SET OF TASKS:
A – Can you sum up the passage on rare earths in two sentences?
B – Could you carry the passage on rare earths forward from its last sentence?

DOCUMENT PASSAGE:
((

Rare earths are elements that are used in production of electronics and batteries. Stuff like cell phones, DVD players, TV's, Computers, Lighting, Catalytic Converts, and all kinds of other stuff. 

The current market for rare earths in the U.S. today is about 1 Billion dollars a year. These are essential components in generators and wind turbines. The motors and electronics in each Toyota Prius contain a total of 26 Kilograms of rare earths. 

Currently China controls over 90% of the world's production of rare earths. Other countries like Japan have industries that rely upon rare earths but have not resources on their own soil. China has more rare earths than any other place in the world. They are also buying up all of the companies and land that have rare earths. They have bought large amounts of land and resources in Australian territory. 

This is a move to have a global monopoly on elements that the world cannot do without. This will lead to a global shortage and increased prices. it may also cut countries like Japan out of the electronics business. It also effects the U.S. in that the chip industry is regarded as part of America's "strategic" military production.

))

COLLECTED MATERIAL:
((

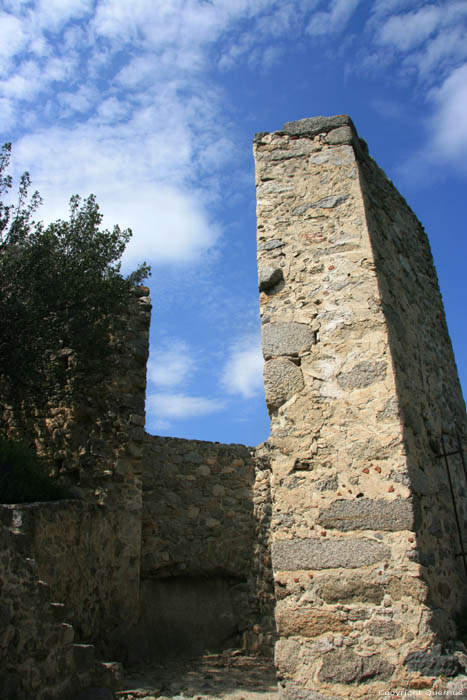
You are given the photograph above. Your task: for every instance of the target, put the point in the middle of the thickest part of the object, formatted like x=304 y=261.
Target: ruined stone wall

))

EXERCISE RESPONSES:
A – Rare earths are elements used to make electronics and batteries, with a U.S. market of about 1 billion dollars a year and uses in generators, wind turbines, and the Toyota Prius. China controls over 90% of world production and is buying up rare-earth companies and land, a push toward a global monopoly that will lead to shortages and higher prices and could hurt Japan's electronics business and America's strategic chip industry.

B –
Here are some stocks to watch:

Arafura Resources ARU.AX

Avalon Rare Metals AVL.TO

LYNAS LYC.AX

Rare Element Resources RES.V

Sigma-Aldrich SIAL

My investor letters are predicting a "super bull market" in rare earths in the long term as China secures their monopoly on rare earth resources around the world. As of today most rare earth mining stocks are down 94% from historic highs. A great time to buy and stocks for this undervalued sector are super cheap. As electronics become more popular and the world oil shortage continues demand for rare earths will only increase.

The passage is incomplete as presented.